Saved data entries =

◆ ◆ ◆

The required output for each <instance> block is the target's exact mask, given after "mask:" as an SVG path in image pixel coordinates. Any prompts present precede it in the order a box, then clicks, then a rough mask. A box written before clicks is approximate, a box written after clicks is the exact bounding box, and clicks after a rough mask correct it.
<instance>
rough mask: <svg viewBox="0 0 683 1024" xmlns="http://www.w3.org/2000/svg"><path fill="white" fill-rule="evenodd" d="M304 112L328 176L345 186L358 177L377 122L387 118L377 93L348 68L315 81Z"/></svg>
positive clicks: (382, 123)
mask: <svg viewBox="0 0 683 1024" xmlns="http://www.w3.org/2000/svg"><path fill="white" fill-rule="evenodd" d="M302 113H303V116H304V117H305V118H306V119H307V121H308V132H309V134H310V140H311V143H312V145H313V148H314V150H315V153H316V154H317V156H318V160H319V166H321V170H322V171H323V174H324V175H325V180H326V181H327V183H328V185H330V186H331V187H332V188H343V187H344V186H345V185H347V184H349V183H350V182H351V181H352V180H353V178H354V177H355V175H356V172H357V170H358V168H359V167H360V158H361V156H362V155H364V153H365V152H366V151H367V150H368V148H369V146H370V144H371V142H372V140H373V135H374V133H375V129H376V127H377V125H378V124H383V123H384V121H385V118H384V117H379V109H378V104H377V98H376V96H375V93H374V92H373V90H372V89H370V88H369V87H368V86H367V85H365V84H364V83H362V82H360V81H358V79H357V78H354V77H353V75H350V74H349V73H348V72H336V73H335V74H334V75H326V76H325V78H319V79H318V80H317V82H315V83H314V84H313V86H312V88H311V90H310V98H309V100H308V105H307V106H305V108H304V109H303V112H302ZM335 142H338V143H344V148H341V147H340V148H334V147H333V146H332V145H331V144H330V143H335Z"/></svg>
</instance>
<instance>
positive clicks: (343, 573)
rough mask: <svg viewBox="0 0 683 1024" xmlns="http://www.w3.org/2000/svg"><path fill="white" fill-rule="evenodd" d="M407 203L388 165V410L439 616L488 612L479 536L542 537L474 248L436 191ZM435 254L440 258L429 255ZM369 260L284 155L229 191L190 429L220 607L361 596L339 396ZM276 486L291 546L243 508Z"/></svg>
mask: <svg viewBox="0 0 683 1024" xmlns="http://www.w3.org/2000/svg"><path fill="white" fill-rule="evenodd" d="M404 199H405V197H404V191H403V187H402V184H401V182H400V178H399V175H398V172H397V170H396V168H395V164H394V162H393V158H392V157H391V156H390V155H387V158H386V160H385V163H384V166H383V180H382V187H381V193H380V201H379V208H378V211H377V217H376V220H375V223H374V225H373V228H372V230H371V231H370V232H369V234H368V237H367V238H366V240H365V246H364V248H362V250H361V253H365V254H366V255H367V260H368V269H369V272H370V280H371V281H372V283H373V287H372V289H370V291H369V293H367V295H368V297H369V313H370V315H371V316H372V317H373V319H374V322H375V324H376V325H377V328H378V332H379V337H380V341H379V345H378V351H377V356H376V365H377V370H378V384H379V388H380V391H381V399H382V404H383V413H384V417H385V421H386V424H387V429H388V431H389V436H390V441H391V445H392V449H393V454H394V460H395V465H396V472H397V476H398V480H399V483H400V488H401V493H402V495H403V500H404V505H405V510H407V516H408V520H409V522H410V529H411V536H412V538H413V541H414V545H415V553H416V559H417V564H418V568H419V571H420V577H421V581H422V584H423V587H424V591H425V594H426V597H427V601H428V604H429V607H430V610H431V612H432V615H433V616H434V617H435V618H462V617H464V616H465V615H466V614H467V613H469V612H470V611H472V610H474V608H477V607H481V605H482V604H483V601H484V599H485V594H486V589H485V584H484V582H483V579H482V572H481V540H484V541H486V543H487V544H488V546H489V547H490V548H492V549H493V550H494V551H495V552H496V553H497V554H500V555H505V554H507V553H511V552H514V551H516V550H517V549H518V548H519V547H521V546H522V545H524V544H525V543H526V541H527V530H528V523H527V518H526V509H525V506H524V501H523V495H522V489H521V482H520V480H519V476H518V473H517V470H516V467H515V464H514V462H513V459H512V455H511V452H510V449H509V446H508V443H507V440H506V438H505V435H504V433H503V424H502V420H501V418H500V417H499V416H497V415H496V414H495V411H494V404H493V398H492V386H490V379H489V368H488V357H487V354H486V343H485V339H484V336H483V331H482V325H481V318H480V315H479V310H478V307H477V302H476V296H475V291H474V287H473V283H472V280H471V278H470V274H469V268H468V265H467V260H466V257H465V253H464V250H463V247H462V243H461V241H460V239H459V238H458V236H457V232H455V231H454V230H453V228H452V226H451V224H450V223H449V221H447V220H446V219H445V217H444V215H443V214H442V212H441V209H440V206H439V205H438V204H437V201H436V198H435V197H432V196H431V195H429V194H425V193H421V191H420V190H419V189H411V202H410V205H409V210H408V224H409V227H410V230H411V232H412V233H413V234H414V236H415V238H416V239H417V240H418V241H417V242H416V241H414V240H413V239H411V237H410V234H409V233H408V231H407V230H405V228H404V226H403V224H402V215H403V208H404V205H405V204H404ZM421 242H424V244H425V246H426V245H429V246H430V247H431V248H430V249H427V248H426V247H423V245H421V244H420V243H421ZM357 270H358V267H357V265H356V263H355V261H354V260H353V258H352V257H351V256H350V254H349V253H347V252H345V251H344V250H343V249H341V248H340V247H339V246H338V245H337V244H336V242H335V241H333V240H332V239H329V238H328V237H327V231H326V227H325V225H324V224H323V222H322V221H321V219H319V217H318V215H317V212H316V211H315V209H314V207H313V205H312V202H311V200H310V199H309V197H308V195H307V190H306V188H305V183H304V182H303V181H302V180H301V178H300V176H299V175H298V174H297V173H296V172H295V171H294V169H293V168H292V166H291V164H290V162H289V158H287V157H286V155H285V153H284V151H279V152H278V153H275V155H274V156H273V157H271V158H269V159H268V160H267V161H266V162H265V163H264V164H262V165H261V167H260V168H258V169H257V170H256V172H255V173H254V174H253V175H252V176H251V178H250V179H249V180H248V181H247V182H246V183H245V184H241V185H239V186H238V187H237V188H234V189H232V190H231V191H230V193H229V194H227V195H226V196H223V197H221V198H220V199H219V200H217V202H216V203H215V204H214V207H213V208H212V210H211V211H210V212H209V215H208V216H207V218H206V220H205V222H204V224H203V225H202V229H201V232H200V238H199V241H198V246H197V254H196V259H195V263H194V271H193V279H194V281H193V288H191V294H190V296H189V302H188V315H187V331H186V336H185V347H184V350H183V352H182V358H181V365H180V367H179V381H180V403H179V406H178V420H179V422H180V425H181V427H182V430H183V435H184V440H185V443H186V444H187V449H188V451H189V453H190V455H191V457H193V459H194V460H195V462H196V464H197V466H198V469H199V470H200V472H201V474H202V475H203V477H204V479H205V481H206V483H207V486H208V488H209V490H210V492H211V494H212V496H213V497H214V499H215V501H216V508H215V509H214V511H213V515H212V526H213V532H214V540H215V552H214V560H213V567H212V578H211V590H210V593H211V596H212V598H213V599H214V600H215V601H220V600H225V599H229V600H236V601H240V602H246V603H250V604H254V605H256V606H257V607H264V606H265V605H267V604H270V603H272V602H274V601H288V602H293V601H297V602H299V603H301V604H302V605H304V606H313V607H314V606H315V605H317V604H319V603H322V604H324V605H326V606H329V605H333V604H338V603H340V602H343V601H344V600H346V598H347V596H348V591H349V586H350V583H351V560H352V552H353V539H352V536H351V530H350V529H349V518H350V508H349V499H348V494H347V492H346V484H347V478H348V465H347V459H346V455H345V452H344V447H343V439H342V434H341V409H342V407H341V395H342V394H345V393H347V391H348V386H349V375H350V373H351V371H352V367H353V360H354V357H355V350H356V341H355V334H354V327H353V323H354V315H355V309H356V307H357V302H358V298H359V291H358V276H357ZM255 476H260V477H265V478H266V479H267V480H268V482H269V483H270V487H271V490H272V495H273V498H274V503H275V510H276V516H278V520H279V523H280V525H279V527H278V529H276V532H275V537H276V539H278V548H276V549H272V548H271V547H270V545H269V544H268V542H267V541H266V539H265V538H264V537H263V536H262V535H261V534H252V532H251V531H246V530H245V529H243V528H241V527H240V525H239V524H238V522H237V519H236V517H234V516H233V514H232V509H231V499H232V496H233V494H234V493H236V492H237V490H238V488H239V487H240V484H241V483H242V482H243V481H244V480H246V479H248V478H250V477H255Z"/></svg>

◆ ◆ ◆

WHAT THIS TASK INVOLVES =
Repeat exactly the lines of the data from the first one through the line with "112L328 176L345 186L358", both of them included.

COMPLETED EXERCISE =
The required output for each <instance> block is the target's exact mask, given after "mask:" as an SVG path in image pixel coordinates. Any prompts present precede it in the order a box, then clicks, then a rough mask. A box written before clicks is approximate, a box written after clicks is the exact bounding box, and clicks after a rough mask correct it.
<instance>
rough mask: <svg viewBox="0 0 683 1024" xmlns="http://www.w3.org/2000/svg"><path fill="white" fill-rule="evenodd" d="M304 112L328 176L345 186L358 177L377 122L387 118L377 93L348 68L315 81Z"/></svg>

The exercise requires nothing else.